### RIGHE MEMORIZZATE
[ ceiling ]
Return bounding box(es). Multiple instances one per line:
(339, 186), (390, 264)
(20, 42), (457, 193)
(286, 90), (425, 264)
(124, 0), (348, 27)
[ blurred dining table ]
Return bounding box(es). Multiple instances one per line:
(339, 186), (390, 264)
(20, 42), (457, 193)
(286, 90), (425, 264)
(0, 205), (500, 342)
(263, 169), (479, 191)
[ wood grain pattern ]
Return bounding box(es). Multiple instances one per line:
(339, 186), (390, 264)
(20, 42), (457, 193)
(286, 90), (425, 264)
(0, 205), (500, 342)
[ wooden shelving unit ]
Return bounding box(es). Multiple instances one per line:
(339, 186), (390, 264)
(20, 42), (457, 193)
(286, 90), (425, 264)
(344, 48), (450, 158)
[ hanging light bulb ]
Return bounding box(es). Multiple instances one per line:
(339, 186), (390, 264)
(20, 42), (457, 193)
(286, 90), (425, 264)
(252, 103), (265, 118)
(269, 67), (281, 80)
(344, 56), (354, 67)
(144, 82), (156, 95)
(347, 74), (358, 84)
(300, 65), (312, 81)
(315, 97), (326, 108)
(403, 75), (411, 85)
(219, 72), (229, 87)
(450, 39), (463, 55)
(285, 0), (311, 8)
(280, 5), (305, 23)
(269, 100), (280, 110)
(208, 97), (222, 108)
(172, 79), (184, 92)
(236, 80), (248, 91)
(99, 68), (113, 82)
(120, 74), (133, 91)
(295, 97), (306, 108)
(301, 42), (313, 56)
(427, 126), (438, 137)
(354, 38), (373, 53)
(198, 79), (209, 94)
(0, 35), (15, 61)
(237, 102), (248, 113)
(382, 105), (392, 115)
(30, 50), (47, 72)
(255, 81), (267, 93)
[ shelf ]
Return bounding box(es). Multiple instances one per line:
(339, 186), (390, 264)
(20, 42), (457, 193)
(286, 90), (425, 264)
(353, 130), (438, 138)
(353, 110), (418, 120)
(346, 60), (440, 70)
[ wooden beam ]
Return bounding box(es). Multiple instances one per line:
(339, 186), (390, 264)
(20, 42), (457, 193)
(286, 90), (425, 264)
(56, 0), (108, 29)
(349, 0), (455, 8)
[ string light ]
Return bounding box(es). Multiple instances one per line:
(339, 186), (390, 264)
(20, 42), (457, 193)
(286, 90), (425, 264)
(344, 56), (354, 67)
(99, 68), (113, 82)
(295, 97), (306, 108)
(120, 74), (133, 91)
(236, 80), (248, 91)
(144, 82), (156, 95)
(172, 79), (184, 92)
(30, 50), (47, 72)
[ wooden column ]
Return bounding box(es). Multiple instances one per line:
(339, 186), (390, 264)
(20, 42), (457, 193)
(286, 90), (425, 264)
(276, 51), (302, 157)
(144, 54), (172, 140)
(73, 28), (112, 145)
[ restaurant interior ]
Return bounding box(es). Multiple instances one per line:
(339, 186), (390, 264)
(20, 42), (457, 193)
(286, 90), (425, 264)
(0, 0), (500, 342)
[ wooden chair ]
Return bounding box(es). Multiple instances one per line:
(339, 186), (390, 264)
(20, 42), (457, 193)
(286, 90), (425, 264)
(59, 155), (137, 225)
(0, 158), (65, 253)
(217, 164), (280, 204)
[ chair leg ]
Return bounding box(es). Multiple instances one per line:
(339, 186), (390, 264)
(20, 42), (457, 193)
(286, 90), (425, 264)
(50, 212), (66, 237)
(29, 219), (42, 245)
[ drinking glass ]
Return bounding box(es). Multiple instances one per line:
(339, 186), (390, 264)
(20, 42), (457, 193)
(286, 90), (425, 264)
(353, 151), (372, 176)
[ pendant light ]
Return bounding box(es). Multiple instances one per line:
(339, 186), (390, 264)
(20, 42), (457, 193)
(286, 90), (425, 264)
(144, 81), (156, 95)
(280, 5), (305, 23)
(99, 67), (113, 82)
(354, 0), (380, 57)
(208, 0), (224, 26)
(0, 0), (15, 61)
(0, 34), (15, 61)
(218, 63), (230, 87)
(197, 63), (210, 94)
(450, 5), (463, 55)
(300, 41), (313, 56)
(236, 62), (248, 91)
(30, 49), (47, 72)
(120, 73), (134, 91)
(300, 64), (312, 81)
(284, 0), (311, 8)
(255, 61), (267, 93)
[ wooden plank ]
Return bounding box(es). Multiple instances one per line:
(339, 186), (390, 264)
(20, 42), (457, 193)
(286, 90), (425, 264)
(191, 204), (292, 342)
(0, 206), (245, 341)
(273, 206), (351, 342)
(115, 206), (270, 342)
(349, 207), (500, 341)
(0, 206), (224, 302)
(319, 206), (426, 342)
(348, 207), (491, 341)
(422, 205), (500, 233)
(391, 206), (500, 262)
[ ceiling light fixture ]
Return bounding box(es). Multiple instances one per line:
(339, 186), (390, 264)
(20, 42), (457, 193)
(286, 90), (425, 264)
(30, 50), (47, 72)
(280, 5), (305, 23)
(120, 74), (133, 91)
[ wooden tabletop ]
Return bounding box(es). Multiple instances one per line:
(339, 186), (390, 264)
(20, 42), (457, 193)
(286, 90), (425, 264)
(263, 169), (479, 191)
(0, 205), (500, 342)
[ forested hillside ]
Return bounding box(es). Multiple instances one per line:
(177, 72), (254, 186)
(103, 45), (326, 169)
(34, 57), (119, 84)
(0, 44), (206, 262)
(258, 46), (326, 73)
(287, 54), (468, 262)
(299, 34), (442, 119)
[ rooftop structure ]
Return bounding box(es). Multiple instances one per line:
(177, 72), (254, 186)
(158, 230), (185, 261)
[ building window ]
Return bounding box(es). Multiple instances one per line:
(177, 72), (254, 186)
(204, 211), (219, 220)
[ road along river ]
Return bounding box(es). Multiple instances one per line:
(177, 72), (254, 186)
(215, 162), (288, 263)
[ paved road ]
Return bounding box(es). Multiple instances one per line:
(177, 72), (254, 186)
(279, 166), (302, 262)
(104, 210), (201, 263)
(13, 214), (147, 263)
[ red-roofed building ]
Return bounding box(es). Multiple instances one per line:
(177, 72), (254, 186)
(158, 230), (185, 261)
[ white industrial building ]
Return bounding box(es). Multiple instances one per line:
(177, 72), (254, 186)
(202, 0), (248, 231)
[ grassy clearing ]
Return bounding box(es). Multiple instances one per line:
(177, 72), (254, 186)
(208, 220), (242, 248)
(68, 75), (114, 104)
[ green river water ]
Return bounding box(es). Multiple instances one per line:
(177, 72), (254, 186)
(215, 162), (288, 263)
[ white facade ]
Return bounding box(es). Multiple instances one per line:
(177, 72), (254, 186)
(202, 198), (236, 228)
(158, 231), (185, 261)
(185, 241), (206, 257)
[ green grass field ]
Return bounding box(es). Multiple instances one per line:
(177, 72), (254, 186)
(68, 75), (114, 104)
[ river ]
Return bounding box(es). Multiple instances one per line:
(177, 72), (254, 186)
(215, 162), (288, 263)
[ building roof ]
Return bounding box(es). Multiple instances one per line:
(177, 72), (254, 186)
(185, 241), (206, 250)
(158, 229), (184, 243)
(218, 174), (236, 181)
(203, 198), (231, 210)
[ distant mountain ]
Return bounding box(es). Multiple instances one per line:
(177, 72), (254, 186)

### COSA FARAI
Per favore, riscrivi tutte le righe qui sopra sostituendo "hanging light bulb" con "pendant bulb" e lasciando invariato tutto il resto.

### RISPOSTA CORRETTA
[ ceiling ]
Return bounding box(es). Multiple instances one per line:
(339, 186), (390, 264)
(20, 42), (457, 193)
(286, 90), (425, 264)
(124, 0), (348, 27)
[ blurred dining table ]
Return bounding box(es). Multiple instances one per line:
(339, 186), (390, 264)
(20, 42), (457, 193)
(286, 90), (425, 264)
(0, 205), (500, 342)
(263, 169), (479, 191)
[ wood grain pattern ]
Return bounding box(es). Multiple instances one per line:
(339, 186), (390, 264)
(20, 42), (457, 193)
(286, 90), (425, 264)
(0, 205), (500, 342)
[ wooden shelving unit ]
Return bounding box(es). Multiple instances one per line:
(339, 186), (390, 264)
(20, 42), (457, 193)
(286, 90), (425, 264)
(344, 48), (450, 158)
[ pendant bulb ]
Return bounding box(es). Multiple instances one per line:
(339, 186), (390, 264)
(20, 42), (457, 193)
(286, 90), (425, 264)
(252, 103), (265, 118)
(269, 67), (281, 80)
(344, 56), (354, 67)
(144, 82), (156, 95)
(347, 74), (358, 84)
(300, 65), (312, 81)
(315, 97), (326, 108)
(403, 75), (411, 85)
(219, 72), (229, 87)
(450, 39), (463, 55)
(285, 0), (311, 8)
(280, 5), (305, 23)
(269, 100), (280, 110)
(208, 97), (222, 108)
(172, 79), (184, 92)
(236, 80), (248, 91)
(99, 68), (113, 82)
(120, 74), (133, 91)
(295, 97), (306, 108)
(301, 42), (313, 56)
(427, 126), (438, 137)
(354, 38), (373, 53)
(198, 79), (209, 94)
(0, 35), (15, 61)
(237, 102), (248, 113)
(382, 105), (392, 115)
(30, 50), (47, 72)
(255, 81), (267, 93)
[ shelf ]
Return bounding box(es). Multiple instances one per line:
(339, 186), (390, 264)
(20, 42), (457, 193)
(286, 90), (425, 264)
(353, 130), (438, 138)
(353, 110), (418, 120)
(346, 60), (440, 70)
[ wooden beam ]
Return bounding box(es). Multiple instances one per line:
(339, 186), (390, 264)
(20, 42), (457, 193)
(286, 90), (425, 264)
(56, 0), (108, 29)
(349, 0), (455, 8)
[ string light ]
Return bounding box(es). Multiple instances one per line:
(339, 186), (390, 264)
(20, 42), (457, 193)
(286, 90), (425, 264)
(344, 56), (354, 67)
(99, 68), (113, 82)
(295, 97), (306, 108)
(120, 74), (133, 91)
(236, 80), (248, 91)
(144, 82), (156, 95)
(172, 79), (184, 92)
(30, 50), (47, 72)
[ wooden column ]
Return bounding box(es). Multiple instances one per line:
(339, 186), (390, 264)
(20, 42), (457, 193)
(286, 90), (425, 264)
(276, 51), (302, 157)
(144, 54), (172, 140)
(73, 28), (112, 145)
[ restaurant interior ]
Return bounding box(es). Multiple instances one per line:
(339, 186), (390, 264)
(20, 42), (457, 193)
(286, 90), (425, 264)
(0, 0), (500, 342)
[ wooden chair ]
Return bounding box(es). Multiple instances one per line:
(339, 186), (390, 264)
(20, 42), (457, 193)
(286, 90), (425, 264)
(59, 155), (137, 225)
(0, 158), (65, 253)
(217, 164), (280, 204)
[ chair leg ]
Return bounding box(es). Multiple instances one per line:
(339, 186), (390, 264)
(20, 42), (457, 193)
(286, 90), (425, 264)
(50, 212), (66, 237)
(29, 219), (42, 245)
[ drinking glass ]
Return bounding box(es). Multiple instances one per line:
(339, 186), (390, 264)
(20, 42), (457, 193)
(286, 90), (425, 264)
(353, 151), (372, 176)
[ pendant light ]
Return bounding box(es). Multiple instances one per line:
(339, 186), (390, 264)
(20, 42), (457, 193)
(286, 90), (425, 264)
(144, 81), (156, 95)
(280, 5), (305, 23)
(99, 67), (113, 82)
(354, 0), (380, 57)
(208, 0), (224, 26)
(0, 0), (15, 61)
(0, 34), (15, 61)
(218, 63), (230, 87)
(197, 63), (210, 94)
(450, 5), (463, 55)
(300, 41), (313, 56)
(236, 62), (248, 91)
(30, 49), (47, 72)
(120, 73), (134, 91)
(300, 64), (312, 81)
(284, 0), (311, 8)
(255, 61), (267, 93)
[ wooden plank ]
Return bounding box(es). Multiple instances one per line:
(339, 186), (390, 264)
(20, 42), (457, 193)
(286, 90), (425, 264)
(191, 204), (292, 342)
(0, 206), (245, 341)
(273, 206), (351, 342)
(115, 206), (270, 342)
(349, 207), (500, 341)
(0, 206), (224, 302)
(319, 206), (426, 342)
(348, 207), (491, 341)
(422, 205), (500, 233)
(391, 206), (500, 262)
[ ceiling light fixture ]
Return bounding box(es). Multiple instances one per line:
(339, 186), (390, 264)
(20, 42), (457, 193)
(286, 90), (425, 264)
(30, 50), (47, 72)
(280, 5), (305, 23)
(120, 74), (133, 91)
[ wooden tabletop ]
Return bounding box(es). Multiple instances one per line:
(339, 186), (390, 264)
(20, 42), (457, 193)
(286, 90), (425, 264)
(263, 169), (479, 191)
(0, 205), (500, 342)
[ forested hillside ]
Return bounding box(es). Multiple instances one per line:
(177, 72), (254, 186)
(103, 45), (326, 169)
(34, 57), (119, 84)
(0, 44), (206, 262)
(258, 46), (326, 73)
(287, 54), (468, 262)
(299, 34), (442, 119)
[ rooftop structure ]
Return bounding box(es). Multiple instances one per line:
(177, 72), (254, 186)
(158, 230), (185, 261)
[ building window ]
Return bounding box(es). Multiple instances one per line:
(177, 72), (254, 186)
(204, 211), (219, 220)
[ road along river ]
Return bounding box(es). Multiple instances one per line:
(177, 72), (254, 186)
(215, 162), (288, 263)
[ paved road ]
Return bounding box(es). Multiple instances one per line:
(177, 72), (254, 186)
(279, 166), (302, 262)
(104, 210), (201, 263)
(13, 214), (147, 263)
[ red-roofed building ]
Return bounding box(es). Multiple instances one per line:
(177, 72), (254, 186)
(158, 230), (185, 261)
[ white industrial building ]
Return bounding box(es). Multiple instances one per line:
(177, 72), (254, 186)
(202, 0), (248, 231)
[ grassy clearing ]
Return bounding box(es). Multiple instances one per line:
(177, 72), (254, 186)
(208, 220), (242, 248)
(68, 75), (114, 104)
[ green river water ]
Return bounding box(es). Multiple instances one per line:
(177, 72), (254, 186)
(215, 162), (288, 263)
[ white facade ]
Return bounding box(es). Multiple instances one per line:
(177, 72), (254, 186)
(202, 198), (236, 228)
(158, 231), (185, 261)
(185, 241), (206, 257)
[ green grass field ]
Return bounding box(es). Multiple instances one per line:
(177, 72), (254, 186)
(68, 75), (114, 104)
[ river ]
Return bounding box(es). Multiple instances one per line:
(177, 72), (254, 186)
(215, 162), (288, 263)
[ building roof ]
Return bounding box(es). Multiple instances one per line:
(177, 72), (254, 186)
(185, 241), (206, 250)
(158, 229), (184, 243)
(218, 174), (236, 181)
(203, 198), (231, 210)
[ distant mountain ]
Return bounding box(es). Multiple instances one per line:
(177, 72), (254, 186)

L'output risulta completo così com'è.